_Aim_: How many lines in the records below contain the string "green"? Letter case counts; reply with the number alone.

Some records
=-=-=

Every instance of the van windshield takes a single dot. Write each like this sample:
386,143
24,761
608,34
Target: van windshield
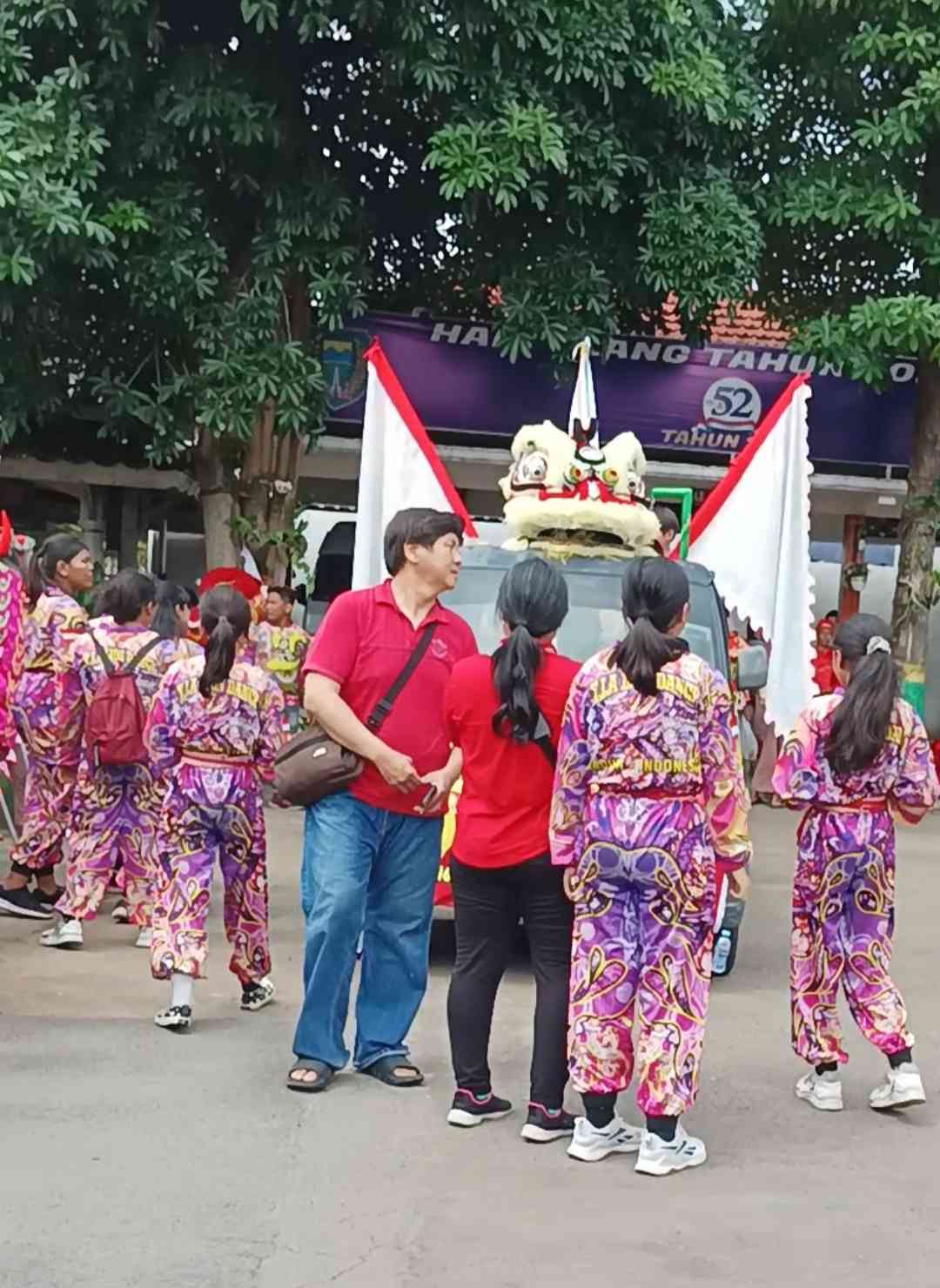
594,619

=-=-=

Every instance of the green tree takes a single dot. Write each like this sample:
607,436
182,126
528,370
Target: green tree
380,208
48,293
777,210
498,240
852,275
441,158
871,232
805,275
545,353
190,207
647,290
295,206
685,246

=-=-=

_Task answer_: 2